[Stored data entries]
*-*-*
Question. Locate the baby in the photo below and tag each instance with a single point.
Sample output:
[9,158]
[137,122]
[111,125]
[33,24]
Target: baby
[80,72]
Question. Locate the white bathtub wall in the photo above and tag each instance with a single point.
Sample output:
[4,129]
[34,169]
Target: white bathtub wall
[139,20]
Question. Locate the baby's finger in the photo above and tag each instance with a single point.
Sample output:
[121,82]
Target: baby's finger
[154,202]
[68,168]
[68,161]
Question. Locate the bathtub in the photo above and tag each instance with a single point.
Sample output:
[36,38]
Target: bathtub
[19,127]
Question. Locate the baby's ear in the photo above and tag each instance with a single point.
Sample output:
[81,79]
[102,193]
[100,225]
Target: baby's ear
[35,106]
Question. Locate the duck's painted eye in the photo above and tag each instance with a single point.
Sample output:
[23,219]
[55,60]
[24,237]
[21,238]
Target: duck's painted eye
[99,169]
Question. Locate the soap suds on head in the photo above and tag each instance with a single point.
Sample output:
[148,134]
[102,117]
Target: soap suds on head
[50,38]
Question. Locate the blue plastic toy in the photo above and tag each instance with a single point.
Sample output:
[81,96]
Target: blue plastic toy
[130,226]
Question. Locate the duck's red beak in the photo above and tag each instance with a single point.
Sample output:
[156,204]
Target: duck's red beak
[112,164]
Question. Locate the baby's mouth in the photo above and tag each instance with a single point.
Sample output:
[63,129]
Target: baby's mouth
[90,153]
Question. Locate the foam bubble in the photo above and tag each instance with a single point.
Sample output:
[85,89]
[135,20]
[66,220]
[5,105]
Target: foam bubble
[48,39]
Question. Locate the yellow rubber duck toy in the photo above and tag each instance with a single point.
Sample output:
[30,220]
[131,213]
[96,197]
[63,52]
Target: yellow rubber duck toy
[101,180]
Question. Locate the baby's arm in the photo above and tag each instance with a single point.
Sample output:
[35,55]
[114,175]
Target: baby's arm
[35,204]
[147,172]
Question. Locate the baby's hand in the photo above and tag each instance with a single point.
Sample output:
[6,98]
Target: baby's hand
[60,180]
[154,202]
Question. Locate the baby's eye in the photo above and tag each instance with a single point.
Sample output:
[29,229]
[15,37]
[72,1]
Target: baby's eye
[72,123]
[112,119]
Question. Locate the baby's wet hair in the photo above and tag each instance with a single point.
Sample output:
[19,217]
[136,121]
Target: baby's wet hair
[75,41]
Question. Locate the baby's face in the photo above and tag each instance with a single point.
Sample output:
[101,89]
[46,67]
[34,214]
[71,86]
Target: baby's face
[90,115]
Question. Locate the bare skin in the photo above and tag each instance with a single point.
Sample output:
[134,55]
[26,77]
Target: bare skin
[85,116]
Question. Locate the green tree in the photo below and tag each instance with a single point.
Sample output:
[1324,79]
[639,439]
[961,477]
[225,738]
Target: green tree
*-*-*
Task details: Exactly one number is the expected answer: the count of lines in the entries where the word "green" is found.

Solved exercise: 2